Dataset content:
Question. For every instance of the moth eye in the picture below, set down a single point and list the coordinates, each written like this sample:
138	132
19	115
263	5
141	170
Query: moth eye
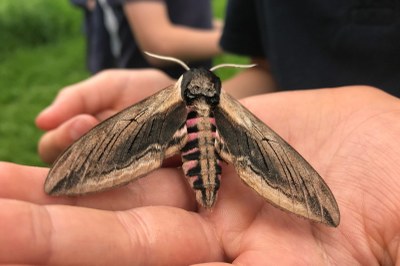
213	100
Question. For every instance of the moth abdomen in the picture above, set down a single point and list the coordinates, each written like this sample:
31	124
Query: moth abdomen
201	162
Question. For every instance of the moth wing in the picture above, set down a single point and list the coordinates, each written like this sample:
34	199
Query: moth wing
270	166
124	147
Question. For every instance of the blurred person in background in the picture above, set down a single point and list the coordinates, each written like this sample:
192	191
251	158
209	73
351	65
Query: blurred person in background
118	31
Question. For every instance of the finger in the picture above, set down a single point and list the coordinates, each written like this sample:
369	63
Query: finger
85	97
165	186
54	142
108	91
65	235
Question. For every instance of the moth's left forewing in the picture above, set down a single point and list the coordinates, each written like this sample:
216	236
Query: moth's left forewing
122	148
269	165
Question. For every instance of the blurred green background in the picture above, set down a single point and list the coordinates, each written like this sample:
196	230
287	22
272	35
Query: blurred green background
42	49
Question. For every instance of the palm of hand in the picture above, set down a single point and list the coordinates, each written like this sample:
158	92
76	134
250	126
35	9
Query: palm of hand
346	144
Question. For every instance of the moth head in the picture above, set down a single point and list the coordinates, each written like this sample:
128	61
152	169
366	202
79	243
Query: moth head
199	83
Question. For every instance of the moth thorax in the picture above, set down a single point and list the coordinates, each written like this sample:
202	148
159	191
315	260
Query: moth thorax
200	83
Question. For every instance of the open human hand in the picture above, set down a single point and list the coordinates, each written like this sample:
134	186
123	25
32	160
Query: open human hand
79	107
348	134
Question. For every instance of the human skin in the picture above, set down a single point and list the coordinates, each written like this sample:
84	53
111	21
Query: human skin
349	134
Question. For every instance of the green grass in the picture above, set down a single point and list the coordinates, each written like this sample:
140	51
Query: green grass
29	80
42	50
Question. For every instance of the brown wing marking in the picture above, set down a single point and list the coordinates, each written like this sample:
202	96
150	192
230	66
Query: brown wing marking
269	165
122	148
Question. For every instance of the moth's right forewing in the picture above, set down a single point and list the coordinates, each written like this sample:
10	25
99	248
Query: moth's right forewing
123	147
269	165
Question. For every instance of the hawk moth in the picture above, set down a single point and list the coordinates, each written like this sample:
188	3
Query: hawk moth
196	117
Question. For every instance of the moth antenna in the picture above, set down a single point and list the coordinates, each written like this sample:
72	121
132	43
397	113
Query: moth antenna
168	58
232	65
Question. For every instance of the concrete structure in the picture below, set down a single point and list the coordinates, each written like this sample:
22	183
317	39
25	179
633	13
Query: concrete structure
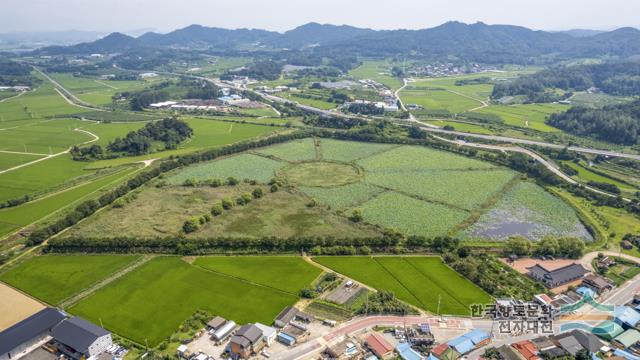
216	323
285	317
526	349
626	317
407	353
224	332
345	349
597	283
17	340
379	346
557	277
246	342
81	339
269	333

Directions:
Format every line of the entries above as a numbered list, omitting blank lines and leaving out the pictures.

Response to this task:
1. Question. For every instance of the moth eye in the picture below, set down a single point and list the coordinates, each written like this sample:
2. 138	132
3. 19	115
4. 263	5
5. 141	170
6. Query: moth eye
7. 213	100
8. Question. For every instance of the moth abdomen in the picture above, set down a single point and list the coordinates, each written like this sample:
9. 31	124
10. Query: moth abdomen
11. 201	162
12. Question. For every instance of the moth wing in the picture above, set down a single point and list the coordinates, each written like this sample:
13. 34	199
14. Query: moth wing
15. 270	166
16. 124	147
17. Question. For every instance of the blurred person in background in the picture above, set down a single point and list the coordinates, each written like this sample:
18. 192	191
19. 251	158
20. 209	73
21. 351	65
22. Query: blurred person in background
23. 118	31
24. Question. For every instance of the finger in the picture above, set down a single point and list the coordinates, each written like this sample:
25. 369	63
26. Query: finger
27. 85	97
28. 165	186
29. 54	142
30. 108	91
31. 65	235
32. Question. For every instance of the moth's left forewing in the picture above, set down a single point and list the coordinates, each written like this sample:
33. 216	236
34. Query: moth's left forewing
35. 122	148
36. 269	165
37. Question. For every instance of the blurred green background in the picture above, set down a single point and list the coordinates, each written like this sample:
38. 196	230
39. 287	22
40. 272	35
41. Query: blurred green background
42. 42	49
43. Question. For every instance of the palm of hand in the picture above, set down a single point and list the coordinates, each written like this sample:
44. 158	92
45. 76	134
46. 250	126
47. 35	9
48. Query: palm of hand
49. 346	144
50. Question. For every instance of the moth head in the picture above, set down a single point and list the coordinates, each written like this sample:
51. 128	61
52. 152	169
53. 366	202
54. 79	243
55. Query: moth head
56. 199	83
57. Question. For every instance of the moth thorax in the picture above, set down a single point and list the coordinates, each written like this sample:
58. 202	148
59. 159	191
60. 315	260
61. Query: moth thorax
62. 200	83
63. Question. For every instance of the open human hand in the picture above, set down a single point and list the coordinates, each written like this sample:
64. 134	186
65. 123	25
66. 32	160
67. Query: open human hand
68. 79	107
69. 348	134
70. Question. For every instance of the human skin in the picture above, set down a single point and list the coordinates, each written like this sample:
71. 84	53
72. 111	21
73. Query: human skin
74. 349	134
75. Question. For every instance of the green grass in the picture above, set down a single point and list the coordinates, each written like this sample:
76. 140	51
77. Query: green grass
78. 29	80
79. 42	50
80. Question. For every instance of the brown wing marking in the picture above, set down a single point and list the coordinates, each written like this sample:
81. 202	96
82. 150	192
83. 230	66
84. Query: brown wing marking
85. 269	165
86. 122	148
87. Question. For every instance of the moth's right forewing in the picture above, set down a single point and list the coordinates, each written like this sample:
88. 10	25
89. 99	248
90. Query: moth's right forewing
91. 123	147
92. 269	165
93. Question. For every instance of the hawk moth in the picture above, set down a single point and list the coordinates, each written like this sample:
94. 188	3
95. Query: hawk moth
96. 196	117
97. Question. For every instance of the moth antenna in the picture above, set down a single point and list the coordinates, each written like this sample:
98. 72	121
99. 132	43
100. 397	113
101. Query: moth antenna
102. 168	58
103. 232	65
104. Question. For every instance of the concrete structure in the picture below, set down a single point and list the coordinates, each written like this sample:
105. 22	183
106. 317	39
107. 25	179
108. 633	13
109. Query: concrete structure
110. 216	323
111. 285	317
112. 526	349
113. 626	317
114. 407	353
115. 224	332
116. 345	349
117. 597	283
118. 17	340
119. 379	346
120. 557	277
121. 246	342
122. 81	339
123. 269	333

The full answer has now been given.